• _WORK INSTRUCTIONS_
Copy out verbatim the section of the items that opens with the line containing "Task: read the" and closes with the line containing "positive clicks: (87, 127)", both of those lines included.

• _DATA FOR THE TASK_
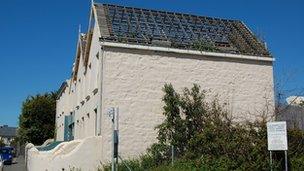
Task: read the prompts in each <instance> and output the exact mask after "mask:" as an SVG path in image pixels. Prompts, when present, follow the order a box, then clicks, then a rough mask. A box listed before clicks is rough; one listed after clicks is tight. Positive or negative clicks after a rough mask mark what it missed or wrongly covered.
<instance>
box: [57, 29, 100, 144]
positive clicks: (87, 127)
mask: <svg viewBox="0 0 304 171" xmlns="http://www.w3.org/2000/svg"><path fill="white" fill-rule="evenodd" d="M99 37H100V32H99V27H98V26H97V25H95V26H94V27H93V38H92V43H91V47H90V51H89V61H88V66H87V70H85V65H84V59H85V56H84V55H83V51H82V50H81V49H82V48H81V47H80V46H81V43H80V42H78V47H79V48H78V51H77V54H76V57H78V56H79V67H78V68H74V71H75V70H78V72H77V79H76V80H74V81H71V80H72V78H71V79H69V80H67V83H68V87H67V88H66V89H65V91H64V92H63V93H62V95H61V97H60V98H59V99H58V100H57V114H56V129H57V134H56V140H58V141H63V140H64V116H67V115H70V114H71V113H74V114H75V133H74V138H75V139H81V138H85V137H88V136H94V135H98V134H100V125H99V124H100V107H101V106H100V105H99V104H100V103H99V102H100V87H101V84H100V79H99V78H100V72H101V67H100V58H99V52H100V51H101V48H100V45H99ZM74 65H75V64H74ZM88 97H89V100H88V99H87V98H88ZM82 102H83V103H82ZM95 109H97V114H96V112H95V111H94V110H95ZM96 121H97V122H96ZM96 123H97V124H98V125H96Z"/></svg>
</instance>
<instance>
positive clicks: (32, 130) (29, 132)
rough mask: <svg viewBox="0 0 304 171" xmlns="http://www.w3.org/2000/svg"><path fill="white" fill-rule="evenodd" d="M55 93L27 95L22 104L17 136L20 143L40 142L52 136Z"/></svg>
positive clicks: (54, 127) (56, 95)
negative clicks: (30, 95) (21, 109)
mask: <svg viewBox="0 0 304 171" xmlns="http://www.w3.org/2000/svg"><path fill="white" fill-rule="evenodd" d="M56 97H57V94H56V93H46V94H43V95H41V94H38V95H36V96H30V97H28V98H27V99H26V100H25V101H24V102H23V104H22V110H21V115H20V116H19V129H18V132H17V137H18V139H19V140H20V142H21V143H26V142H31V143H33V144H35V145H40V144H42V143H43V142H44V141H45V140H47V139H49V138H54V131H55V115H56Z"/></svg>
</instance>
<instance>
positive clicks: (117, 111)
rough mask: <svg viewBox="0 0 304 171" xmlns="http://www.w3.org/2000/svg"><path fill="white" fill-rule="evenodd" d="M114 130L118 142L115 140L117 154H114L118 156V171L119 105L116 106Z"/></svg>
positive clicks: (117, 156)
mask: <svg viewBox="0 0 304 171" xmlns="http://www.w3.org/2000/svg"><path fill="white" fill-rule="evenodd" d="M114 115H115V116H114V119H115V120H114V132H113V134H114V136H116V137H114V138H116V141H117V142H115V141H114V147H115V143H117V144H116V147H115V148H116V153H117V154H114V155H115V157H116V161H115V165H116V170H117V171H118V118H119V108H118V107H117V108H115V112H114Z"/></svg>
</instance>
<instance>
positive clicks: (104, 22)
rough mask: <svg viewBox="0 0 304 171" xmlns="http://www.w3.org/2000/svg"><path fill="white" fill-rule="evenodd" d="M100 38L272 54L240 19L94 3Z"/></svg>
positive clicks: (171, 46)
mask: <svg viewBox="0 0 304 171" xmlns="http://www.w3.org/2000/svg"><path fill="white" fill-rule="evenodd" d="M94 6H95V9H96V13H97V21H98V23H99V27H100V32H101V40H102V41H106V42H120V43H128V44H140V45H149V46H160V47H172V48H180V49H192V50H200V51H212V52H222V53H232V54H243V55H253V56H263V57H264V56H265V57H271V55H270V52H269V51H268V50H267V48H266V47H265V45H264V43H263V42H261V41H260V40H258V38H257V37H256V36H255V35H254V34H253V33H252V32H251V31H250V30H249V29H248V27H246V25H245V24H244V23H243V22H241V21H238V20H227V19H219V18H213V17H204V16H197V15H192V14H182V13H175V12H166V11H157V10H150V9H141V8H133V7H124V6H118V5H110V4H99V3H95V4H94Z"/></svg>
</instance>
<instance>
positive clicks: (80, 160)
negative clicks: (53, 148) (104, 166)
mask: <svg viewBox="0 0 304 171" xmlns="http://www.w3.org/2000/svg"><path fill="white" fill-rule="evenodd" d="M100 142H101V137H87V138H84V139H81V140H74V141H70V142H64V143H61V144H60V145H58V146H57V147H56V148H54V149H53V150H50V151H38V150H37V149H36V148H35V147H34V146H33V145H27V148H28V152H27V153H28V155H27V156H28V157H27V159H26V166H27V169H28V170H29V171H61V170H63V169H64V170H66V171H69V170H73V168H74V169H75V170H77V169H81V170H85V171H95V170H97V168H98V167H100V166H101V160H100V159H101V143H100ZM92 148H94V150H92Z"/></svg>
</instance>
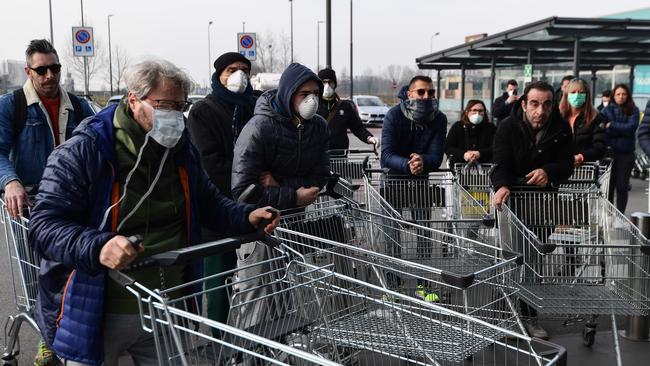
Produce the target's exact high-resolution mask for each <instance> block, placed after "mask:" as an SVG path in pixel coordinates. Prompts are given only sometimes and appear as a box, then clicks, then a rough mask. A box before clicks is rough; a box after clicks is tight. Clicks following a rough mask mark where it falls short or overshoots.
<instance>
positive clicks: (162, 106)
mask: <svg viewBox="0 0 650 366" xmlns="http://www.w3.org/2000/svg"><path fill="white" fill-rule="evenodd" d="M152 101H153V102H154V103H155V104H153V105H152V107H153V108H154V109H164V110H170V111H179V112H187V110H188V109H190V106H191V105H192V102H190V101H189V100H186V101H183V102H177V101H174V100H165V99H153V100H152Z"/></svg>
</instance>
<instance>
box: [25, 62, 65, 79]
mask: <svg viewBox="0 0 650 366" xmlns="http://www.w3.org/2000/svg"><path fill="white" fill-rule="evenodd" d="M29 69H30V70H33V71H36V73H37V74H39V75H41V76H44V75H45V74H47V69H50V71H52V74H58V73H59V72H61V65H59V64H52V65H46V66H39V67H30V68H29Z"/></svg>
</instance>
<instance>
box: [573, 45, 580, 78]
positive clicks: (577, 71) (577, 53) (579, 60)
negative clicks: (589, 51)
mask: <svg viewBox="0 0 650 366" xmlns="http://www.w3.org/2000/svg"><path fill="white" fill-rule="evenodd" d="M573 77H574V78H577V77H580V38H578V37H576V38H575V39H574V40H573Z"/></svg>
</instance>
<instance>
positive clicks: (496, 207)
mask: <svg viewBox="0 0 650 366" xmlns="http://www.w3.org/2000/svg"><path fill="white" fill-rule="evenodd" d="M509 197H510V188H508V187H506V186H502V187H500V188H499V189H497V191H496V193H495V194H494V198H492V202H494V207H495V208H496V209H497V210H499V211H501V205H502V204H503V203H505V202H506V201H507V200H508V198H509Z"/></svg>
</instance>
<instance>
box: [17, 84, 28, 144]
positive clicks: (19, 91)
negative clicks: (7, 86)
==
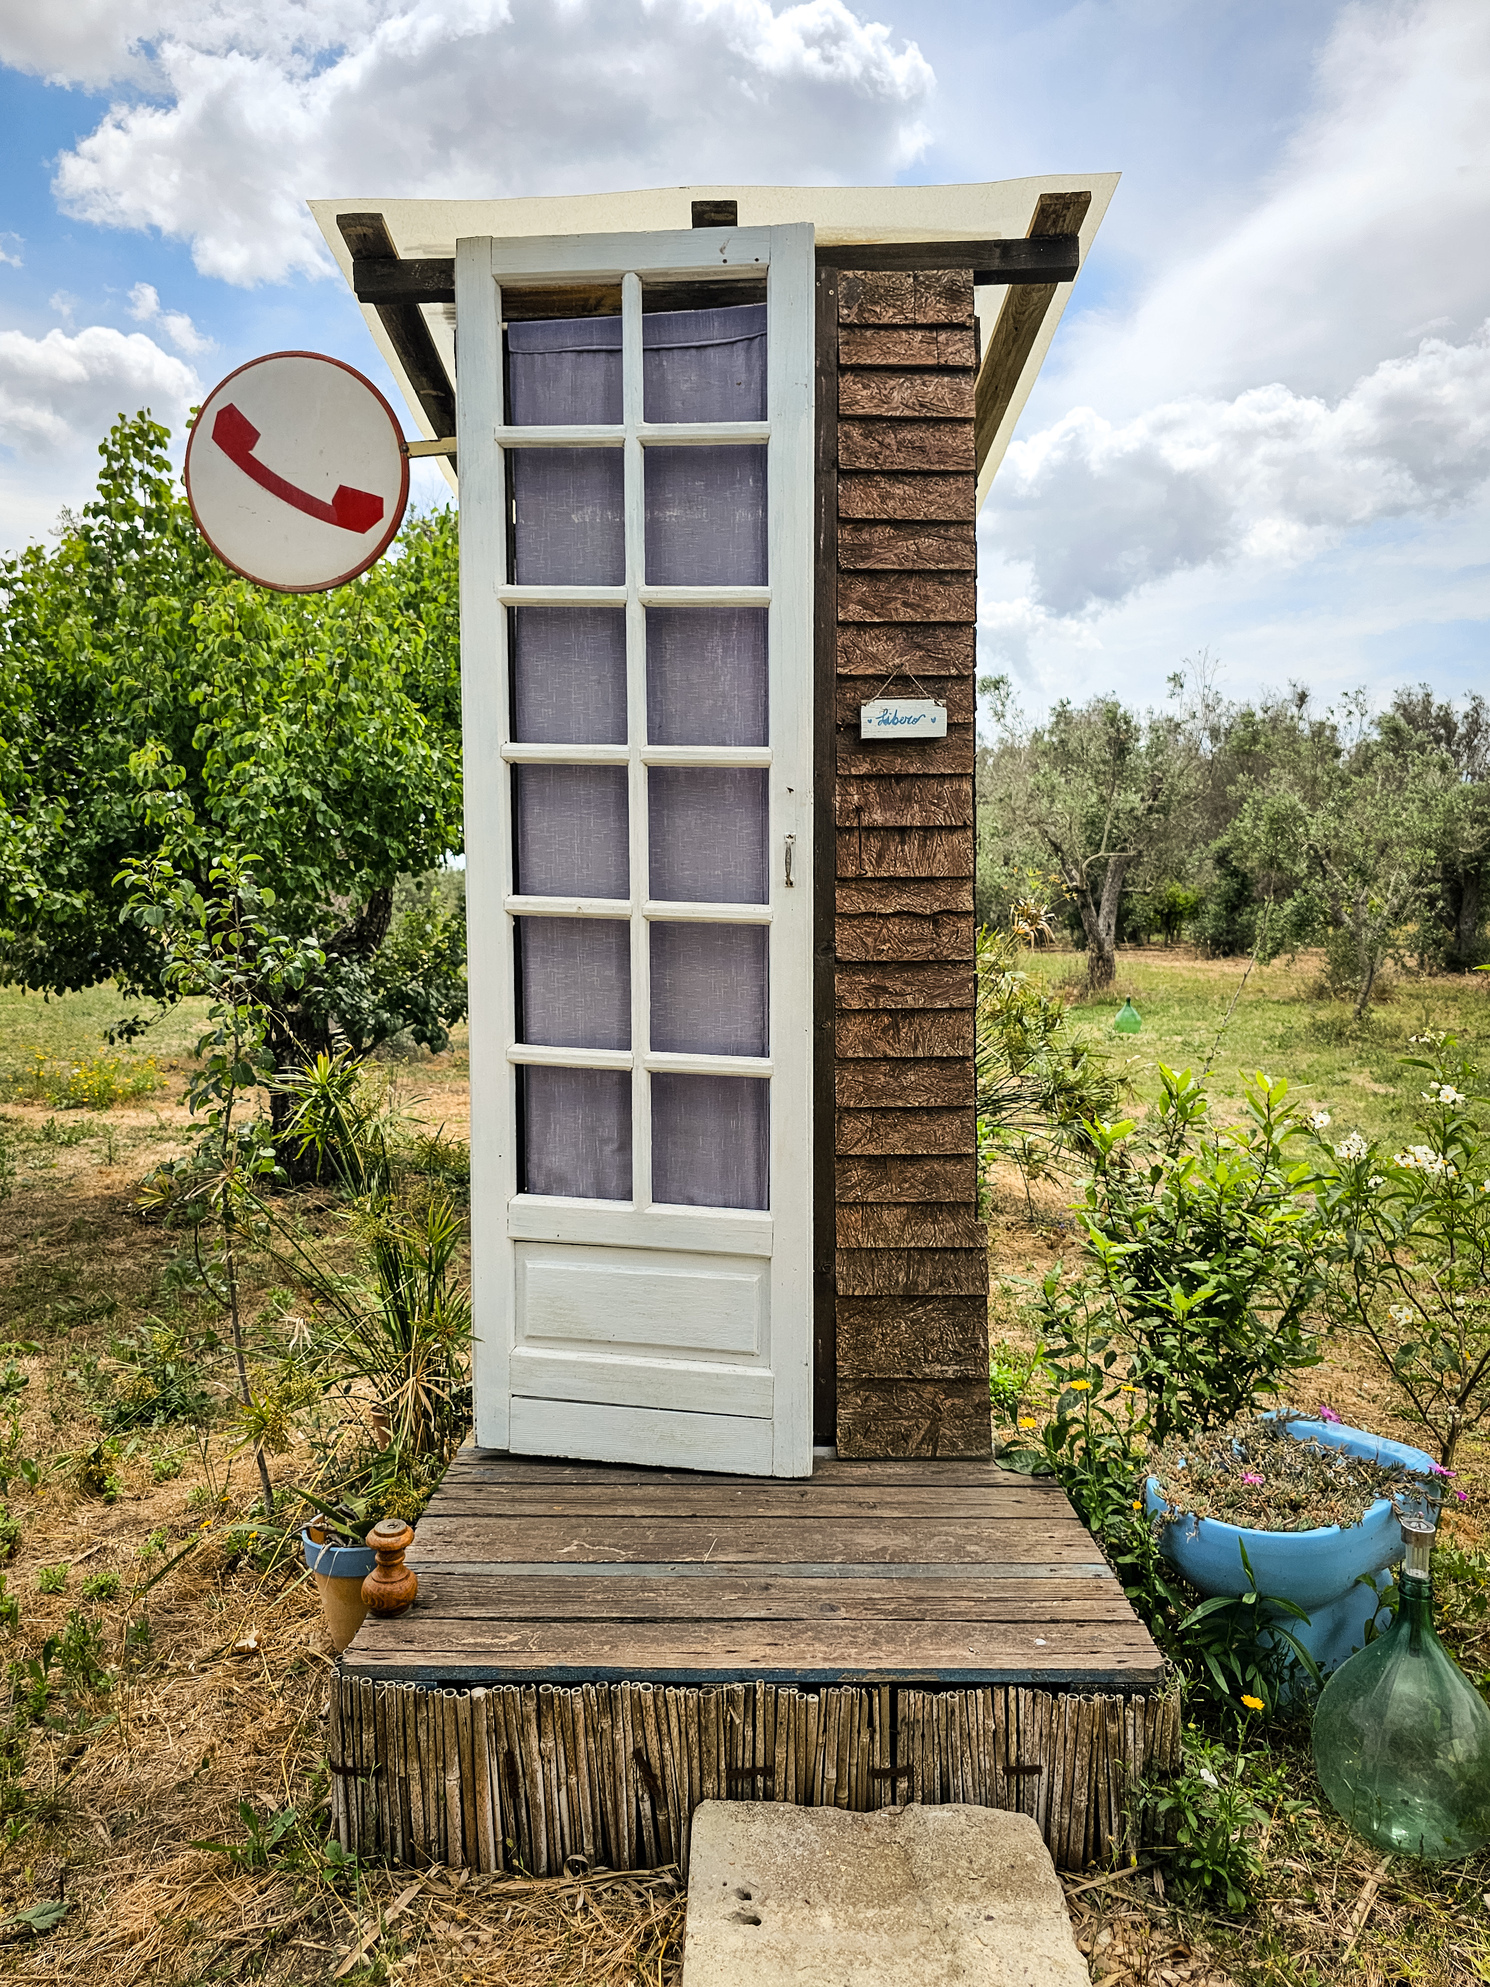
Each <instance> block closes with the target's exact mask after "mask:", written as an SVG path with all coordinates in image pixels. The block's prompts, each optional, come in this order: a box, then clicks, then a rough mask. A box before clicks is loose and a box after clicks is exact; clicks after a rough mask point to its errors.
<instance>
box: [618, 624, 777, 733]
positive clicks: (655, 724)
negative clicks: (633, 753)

• _RESPONSE TO THIS TASK_
Task: read the prompts in each <instance> and output the exact mask after "mask:" as an SVG path in image pixels. Prompts, when present, follow the order a box, then clicks, then a rough mask. A box listed before clicks is rough; one listed after clicks is tight. Positive or negative clicks after a rough mask mark what it missed or wrongly covered.
<instance>
box: [57, 29, 100, 144]
positive clicks: (87, 127)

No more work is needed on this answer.